__Instructions for the task__
In the ext4 patch thread, the comment in the first proposed change says the "Accumulated enough dirty pages?" check doesn't apply to WB_SYNC_ALL mode. In one to three sentences, give the reason the comment states.

__Selected excerpt__
Re: [PATCH] ext4: fix checking on nr_to_write

Ming Lei <ming.lei@xxxxxxxxxxxxx> · Tue, 15 Oct 2013 19:15:56 +0800

On Tue, 15 Oct 2013 12:39:00 +0200
Jan Kara <jack@xxxxxxx> wrote:

> On Tue 15-10-13 10:25:53, Ming Lei wrote:
> > Looks it makes sense, so how about below change?
> > 
> > --
> > diff --git a/fs/ext4/inode.c b/fs/ext4/inode.c
> > index 32c04ab..c32b599 100644
> > --- a/fs/ext4/inode.c
> > +++ b/fs/ext4/inode.c
> > @@ -2294,7 +2294,7 @@ static int mpage_prepare_extent_to_map(struct mpage_da_data *mpd)
> >  {
> >  	struct address_space *mapping = mpd->inode->i_mapping;
> >  	struct pagevec pvec;
> > -	unsigned int nr_pages;
> > +	unsigned int nr_pages, nr_added = 0;
> >  	pgoff_t index = mpd->first_page;
> >  	pgoff_t end = mpd->last_page;
> >  	int tag;
> > @@ -2330,6 +2330,18 @@ static int mpage_prepare_extent_to_map(struct mpage_da_data *mpd)
> >  			if (page->index > end)
> >  				goto out;
> >  
> > +			/*
> > +			 * Accumulated enough dirty pages? This doesn't apply
> > +			 * to WB_SYNC_ALL mode. For integrity sync we have to
> > +			 * keep going because someone may be concurrently
> > +			 * dirtying pages, and we might have synced a lot of
> > +			 * newly appeared dirty pages, but have not synced all
> > +			 * of the old dirty pages.
> > +			 */
> > +			if (mpd->wbc->sync_mode == WB_SYNC_NONE &&
> > +					nr_added >= mpd->wbc->nr_to_write)
> > +				goto out;
> > +
>   This won't quite work because if the page is fully mapped
> mpage_process_page_bufs() will immediately submit the page and decrease
> nr_to_write. So now you would end up writing less than you were asked for
> in some cases. 

Yes, your are right, so how about below?

diff --git a/fs/ext4/inode.c b/fs/ext4/inode.c
index 32c04ab..3cf7abb 100644
--- a/fs/ext4/inode.c
+++ b/fs/ext4/inode.c
@@ -2295,6 +2295,7 @@ static int mpage_prepare_extent_to_map(struct mpage_da_data *mpd)
 	struct address_space *mapping = mpd->inode->i_mapping;
 	struct pagevec pvec;
 	unsigned int nr_pages;
+	int left = mpd->wbc->nr_to_write;
 	pgoff_t index = mpd->first_page;
 	pgoff_t end = mpd->last_page;
 	int tag;
@@ -2330,6 +2331,17 @@ static int mpage_prepare_extent_to_map(struct mpage_da_data *mpd)
 			if (page->index > end)

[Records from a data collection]
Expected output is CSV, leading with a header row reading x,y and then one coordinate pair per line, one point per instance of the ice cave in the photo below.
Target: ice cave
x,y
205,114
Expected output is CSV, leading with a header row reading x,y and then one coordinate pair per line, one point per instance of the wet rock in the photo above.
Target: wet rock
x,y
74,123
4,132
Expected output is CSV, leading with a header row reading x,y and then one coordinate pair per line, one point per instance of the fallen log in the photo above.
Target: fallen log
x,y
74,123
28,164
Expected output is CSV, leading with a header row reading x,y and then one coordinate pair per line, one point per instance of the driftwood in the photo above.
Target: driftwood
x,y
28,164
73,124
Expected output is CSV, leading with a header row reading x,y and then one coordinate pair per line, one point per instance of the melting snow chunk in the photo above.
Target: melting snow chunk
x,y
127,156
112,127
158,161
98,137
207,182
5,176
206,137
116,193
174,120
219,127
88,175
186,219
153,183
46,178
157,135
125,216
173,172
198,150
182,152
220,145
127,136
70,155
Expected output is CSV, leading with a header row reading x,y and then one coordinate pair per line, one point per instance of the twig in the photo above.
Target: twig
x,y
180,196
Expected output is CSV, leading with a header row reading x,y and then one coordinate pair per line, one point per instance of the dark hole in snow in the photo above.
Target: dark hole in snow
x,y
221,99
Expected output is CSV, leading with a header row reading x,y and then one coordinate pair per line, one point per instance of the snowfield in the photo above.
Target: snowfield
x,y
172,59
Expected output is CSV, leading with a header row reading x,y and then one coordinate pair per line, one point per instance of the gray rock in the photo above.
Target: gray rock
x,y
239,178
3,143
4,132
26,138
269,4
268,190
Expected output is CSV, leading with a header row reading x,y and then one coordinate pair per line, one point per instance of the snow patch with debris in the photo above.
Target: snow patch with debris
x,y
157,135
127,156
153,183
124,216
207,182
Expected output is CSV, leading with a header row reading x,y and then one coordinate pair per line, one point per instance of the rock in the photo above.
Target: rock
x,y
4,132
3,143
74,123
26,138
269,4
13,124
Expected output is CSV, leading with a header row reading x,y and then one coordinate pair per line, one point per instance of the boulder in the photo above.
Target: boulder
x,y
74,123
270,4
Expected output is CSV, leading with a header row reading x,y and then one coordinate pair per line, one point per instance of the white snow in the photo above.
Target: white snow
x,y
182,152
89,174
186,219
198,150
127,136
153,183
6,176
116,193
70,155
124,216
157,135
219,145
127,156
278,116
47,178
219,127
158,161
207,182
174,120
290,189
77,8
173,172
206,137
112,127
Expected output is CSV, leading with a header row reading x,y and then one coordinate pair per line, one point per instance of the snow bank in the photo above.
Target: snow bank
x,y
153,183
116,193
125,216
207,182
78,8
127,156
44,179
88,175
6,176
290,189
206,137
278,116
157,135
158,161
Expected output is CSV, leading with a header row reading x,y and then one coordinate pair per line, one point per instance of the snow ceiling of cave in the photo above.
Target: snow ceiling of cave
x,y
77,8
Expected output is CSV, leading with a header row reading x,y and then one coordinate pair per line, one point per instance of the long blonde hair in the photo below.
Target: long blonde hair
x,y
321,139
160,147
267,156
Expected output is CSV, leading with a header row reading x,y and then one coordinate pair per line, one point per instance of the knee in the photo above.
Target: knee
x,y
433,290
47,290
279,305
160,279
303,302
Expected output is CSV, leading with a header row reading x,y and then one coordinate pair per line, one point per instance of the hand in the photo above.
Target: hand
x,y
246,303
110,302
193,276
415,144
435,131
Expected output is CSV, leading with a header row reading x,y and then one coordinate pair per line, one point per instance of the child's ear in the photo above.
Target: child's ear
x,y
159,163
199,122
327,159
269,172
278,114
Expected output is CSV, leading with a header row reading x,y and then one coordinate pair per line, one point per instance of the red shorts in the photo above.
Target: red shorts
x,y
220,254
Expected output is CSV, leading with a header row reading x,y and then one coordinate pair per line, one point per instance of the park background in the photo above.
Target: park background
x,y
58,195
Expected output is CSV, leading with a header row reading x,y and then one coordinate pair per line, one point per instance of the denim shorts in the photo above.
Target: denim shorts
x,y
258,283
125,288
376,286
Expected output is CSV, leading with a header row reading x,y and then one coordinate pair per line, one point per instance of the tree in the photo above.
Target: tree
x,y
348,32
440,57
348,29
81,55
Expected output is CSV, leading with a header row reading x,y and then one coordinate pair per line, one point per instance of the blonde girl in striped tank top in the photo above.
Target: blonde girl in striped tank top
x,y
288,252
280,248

__Answer below__
For an integrity sync, writeback has to keep going because someone may be dirtying pages at the same time. It might have synced many newly dirtied pages but still not synced all of the old dirty pages.